**Input**
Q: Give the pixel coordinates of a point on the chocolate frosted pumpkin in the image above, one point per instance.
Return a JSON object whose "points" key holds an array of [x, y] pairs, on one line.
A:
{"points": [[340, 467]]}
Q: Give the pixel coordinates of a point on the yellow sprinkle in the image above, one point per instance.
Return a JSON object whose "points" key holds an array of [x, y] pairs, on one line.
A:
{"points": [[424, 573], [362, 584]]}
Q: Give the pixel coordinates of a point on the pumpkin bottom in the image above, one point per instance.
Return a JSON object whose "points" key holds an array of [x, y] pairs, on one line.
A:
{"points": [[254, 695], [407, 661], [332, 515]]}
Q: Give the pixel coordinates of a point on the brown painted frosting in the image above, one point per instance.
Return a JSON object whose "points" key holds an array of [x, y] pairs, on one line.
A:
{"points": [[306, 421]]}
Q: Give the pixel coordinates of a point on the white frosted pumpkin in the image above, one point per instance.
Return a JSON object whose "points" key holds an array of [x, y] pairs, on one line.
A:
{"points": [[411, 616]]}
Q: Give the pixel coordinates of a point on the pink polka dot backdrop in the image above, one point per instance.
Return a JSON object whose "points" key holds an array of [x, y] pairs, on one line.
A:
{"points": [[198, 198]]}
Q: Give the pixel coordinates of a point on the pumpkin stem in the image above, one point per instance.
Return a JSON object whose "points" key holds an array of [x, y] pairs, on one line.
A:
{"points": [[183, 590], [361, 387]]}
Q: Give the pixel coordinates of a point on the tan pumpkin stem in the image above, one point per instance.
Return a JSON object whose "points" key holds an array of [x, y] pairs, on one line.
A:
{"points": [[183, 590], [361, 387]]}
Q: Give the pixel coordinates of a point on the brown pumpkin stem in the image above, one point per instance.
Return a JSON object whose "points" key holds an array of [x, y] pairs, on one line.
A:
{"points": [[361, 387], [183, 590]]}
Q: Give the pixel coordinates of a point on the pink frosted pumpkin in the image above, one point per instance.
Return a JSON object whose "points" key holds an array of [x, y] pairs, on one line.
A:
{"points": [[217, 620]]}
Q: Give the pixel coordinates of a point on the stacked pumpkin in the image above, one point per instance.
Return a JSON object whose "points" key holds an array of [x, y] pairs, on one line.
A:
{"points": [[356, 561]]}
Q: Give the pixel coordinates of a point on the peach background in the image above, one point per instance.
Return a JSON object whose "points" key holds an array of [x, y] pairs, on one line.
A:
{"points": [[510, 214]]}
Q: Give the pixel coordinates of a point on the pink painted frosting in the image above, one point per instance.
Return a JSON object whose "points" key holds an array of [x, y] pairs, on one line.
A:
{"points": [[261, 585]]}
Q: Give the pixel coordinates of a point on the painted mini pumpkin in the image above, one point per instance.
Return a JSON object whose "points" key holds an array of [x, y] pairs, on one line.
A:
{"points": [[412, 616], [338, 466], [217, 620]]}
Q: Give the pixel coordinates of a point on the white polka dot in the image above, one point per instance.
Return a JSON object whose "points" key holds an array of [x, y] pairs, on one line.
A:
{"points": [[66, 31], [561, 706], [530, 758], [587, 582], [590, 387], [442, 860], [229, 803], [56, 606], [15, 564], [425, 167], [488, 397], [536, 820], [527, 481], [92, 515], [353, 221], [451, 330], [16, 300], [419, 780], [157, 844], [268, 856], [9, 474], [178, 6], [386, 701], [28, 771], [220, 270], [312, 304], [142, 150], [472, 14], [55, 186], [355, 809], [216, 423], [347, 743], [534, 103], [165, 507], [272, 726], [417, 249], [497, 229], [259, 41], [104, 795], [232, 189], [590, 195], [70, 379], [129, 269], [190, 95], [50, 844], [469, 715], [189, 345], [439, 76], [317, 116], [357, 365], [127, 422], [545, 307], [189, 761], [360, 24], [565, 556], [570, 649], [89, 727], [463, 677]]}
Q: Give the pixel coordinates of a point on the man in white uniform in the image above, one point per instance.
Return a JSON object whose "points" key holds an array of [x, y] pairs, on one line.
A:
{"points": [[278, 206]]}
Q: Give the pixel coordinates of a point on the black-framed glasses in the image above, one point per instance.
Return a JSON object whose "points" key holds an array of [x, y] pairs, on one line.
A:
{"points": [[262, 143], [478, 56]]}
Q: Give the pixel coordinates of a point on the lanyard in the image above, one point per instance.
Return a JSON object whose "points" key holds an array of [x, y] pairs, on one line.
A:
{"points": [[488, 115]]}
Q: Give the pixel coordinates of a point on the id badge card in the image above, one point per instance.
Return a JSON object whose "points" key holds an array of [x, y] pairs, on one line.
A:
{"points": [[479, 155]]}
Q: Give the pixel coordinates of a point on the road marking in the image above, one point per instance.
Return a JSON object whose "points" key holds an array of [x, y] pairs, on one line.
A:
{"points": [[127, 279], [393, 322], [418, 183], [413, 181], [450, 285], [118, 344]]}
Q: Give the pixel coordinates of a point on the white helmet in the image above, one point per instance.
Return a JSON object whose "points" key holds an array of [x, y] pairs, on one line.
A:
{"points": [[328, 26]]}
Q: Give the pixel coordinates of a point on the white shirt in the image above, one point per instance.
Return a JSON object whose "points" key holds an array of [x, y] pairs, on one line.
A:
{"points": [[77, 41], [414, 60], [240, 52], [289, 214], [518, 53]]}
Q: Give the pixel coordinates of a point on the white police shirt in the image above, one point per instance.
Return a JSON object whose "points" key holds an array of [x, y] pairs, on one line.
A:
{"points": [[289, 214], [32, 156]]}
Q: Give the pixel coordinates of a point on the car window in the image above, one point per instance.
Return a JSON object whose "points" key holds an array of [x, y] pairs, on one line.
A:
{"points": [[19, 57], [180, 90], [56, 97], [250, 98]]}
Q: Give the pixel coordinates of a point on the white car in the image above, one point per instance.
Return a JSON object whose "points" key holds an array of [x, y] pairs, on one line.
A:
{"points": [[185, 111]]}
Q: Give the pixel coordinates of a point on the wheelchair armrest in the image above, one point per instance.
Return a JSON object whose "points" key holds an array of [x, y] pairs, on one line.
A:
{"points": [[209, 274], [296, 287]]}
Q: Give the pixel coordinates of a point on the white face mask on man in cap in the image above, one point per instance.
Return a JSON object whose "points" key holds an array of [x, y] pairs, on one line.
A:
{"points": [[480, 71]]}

**How to complete this task**
Reproduce the complete data exactly as presented above.

**Worked solution**
Q: Give the pixel coordinates of a point on the chocolate frosted pumpkin in the image above, one point per instance.
Return a JSON object whose "points" key holds an array of [x, y] pairs, on one line.
A:
{"points": [[340, 467]]}
Q: Give the pixel coordinates of a point on the yellow sprinkle in the image above, one point per instance.
Return a JSON object whose "points" key holds an array of [x, y] pairs, on one line.
A:
{"points": [[424, 573], [362, 584]]}
Q: Give the pixel coordinates of a point on the pumpkin bottom in the image above, one point per instance.
Return a JSON object whose "points" key holds an array of [x, y] pairs, on one line.
A:
{"points": [[254, 695], [407, 661], [332, 515]]}
Q: Give the pixel coordinates of a point on the brown painted frosting in the image above, one point per instance.
Return a JSON object whose "points" key holds an array of [x, y] pairs, on one line.
A:
{"points": [[306, 421]]}
Q: Give the pixel coordinates of a point on the white frosted pumpkin in the image above, one point per instance.
Return a JSON object whose "points" key holds an array of [x, y] pairs, on one line.
A:
{"points": [[411, 616]]}
Q: Give the pixel coordinates of a point on the pink polka dot backdrop in the image above, one point per instance.
Return a JSON object whose "points" key holds an array of [x, y] pairs, on one line.
A:
{"points": [[198, 198]]}
Q: Give the pixel coordinates of a point on the pumpkin stem in the image above, one point per instance.
Return a JSON object whose "points" key holds an array of [x, y] pairs, on one line.
A:
{"points": [[183, 590], [361, 387]]}
Q: Give the pixel coordinates of a point on the tan pumpkin stem in the image above, one point per instance.
Return a JSON object whose "points" key holds an array of [x, y] pairs, on one line.
A:
{"points": [[183, 590], [361, 387]]}
Q: Give the pixel coordinates of a point on the brown pumpkin stem in the image above, one point per instance.
Return a JSON object whose "points" key holds an array of [x, y] pairs, on one line.
A:
{"points": [[361, 387], [183, 590]]}
Q: Give the pixel coordinates of a point on the pink frosted pumpkin in the image above, one point per instance.
Return a JSON object whose "points" key holds an array of [x, y] pairs, on one line.
A:
{"points": [[217, 620]]}
Q: Give the pixel coordinates of a point on the stacked pumpkin in the image above, one point per instance.
Return a JSON object whose "points" key holds an array of [x, y] pairs, on one line.
A:
{"points": [[356, 561]]}
Q: Give the pixel coordinates of a point on the peach background in the image above, one point per instance.
Return a JSON object whose "points" key holds an array of [x, y] pairs, on one line.
A:
{"points": [[510, 214]]}
Q: Give the pixel coordinates of a point on the pink painted frosting in the image above, one point per instance.
Return a JSON object whose "points" key holds an array of [x, y] pairs, on one line.
A:
{"points": [[261, 585]]}
Q: Give the pixel coordinates of a point on the painted mini pumpkin in the image above, one point per instance.
Return a JSON object whose "points" key holds an array of [x, y] pairs, on one line.
A:
{"points": [[412, 616], [338, 466], [217, 620]]}
Q: Give the pixel coordinates of a point on the white polka dot in the image above, one point per instance.
Return a JSON object whose "points" key holds an array of [x, y] pairs, on one line.
A:
{"points": [[66, 31], [561, 706], [530, 758], [587, 582], [590, 387], [442, 860], [229, 803], [56, 606], [15, 564], [425, 167], [488, 397], [536, 820], [527, 481], [92, 515], [353, 221], [451, 330], [16, 300], [419, 780], [157, 844], [268, 856], [9, 474], [178, 6], [386, 701], [28, 771], [220, 270], [312, 304], [142, 150], [472, 14], [55, 186], [355, 809], [216, 423], [347, 743], [534, 103], [165, 507], [272, 726], [417, 249], [497, 229], [259, 41], [104, 795], [232, 189], [590, 195], [70, 379], [129, 269], [190, 95], [50, 844], [469, 715], [189, 345], [439, 76], [317, 116], [357, 365], [127, 422], [545, 307], [189, 761], [360, 24], [565, 556], [570, 649], [89, 727], [463, 677]]}
Q: Give the pixel coordinates of a point on the man in white uniform in the image above, one point per instance.
Return a JSON object whose "points" key holds an array of [x, y] pairs, on one line.
A:
{"points": [[278, 206]]}
Q: Give the pixel coordinates of a point on the black-framed glasses in the image above, one point per instance.
Return a JSON object whose "points" key holds an array of [x, y] pairs, on one line.
A:
{"points": [[262, 143], [478, 56]]}
Q: Give the pixel coordinates of a point on the lanyard in the image above, one point per instance.
Return a JSON object whose "points" key holds an array of [x, y] pairs, on one line.
A:
{"points": [[488, 115]]}
Q: Give the pixel coordinates of a point on the id badge card in the image above, one point per instance.
Return a JSON object whose "points" key holds an array of [x, y] pairs, on one line.
A:
{"points": [[479, 155]]}
Q: Give the pixel coordinates of a point on the road marking in the image above, one point per instance.
Return a JSON object whose "points" key holds an array of [x, y] pairs, on one line.
A:
{"points": [[127, 279], [393, 322], [418, 183], [413, 181], [450, 285], [118, 344]]}
Q: Give the pixel coordinates of a point on the white helmet in the image above, one point per instance.
Return a JSON object whose "points" key holds an array of [x, y] pairs, on one line.
A:
{"points": [[328, 26]]}
Q: Give the pixel coordinates of a point on the white shirt in the image above, one point per instance.
Return a JSON object whose "points" key holds an array of [x, y] pairs, on one line.
A:
{"points": [[77, 41], [414, 60], [240, 52], [289, 214], [518, 53]]}
Q: Give the pixel coordinates of a point on the white police shirt in the image above, one point per instance.
Return a JSON object whose "points" key holds an array of [x, y] pairs, on one line.
A:
{"points": [[289, 214], [32, 156]]}
Q: Give the pixel coordinates of a point on the car window in the image above, one point per instance.
Return a JSON object whose "points" key holds an array of [x, y] pairs, on one line.
A:
{"points": [[19, 57], [180, 90], [56, 97], [250, 98]]}
Q: Give the pixel coordinates of a point on the white car in the image above, one point per instance.
Return a JSON object whose "points" key holds an array of [x, y] pairs, on one line.
A:
{"points": [[185, 111]]}
Q: Give the pixel coordinates of a point on the wheelchair armrest in the image above, one point per instance.
Return a JSON object whose "points" key holds an array of [x, y] pairs, on one line.
A:
{"points": [[209, 274], [296, 287]]}
Q: Give the pixel coordinates of a point on the white face mask on man in cap in the image above, one point per instance.
Return a JSON object whose "points" key holds an array of [x, y] pairs, on one line.
A:
{"points": [[480, 71]]}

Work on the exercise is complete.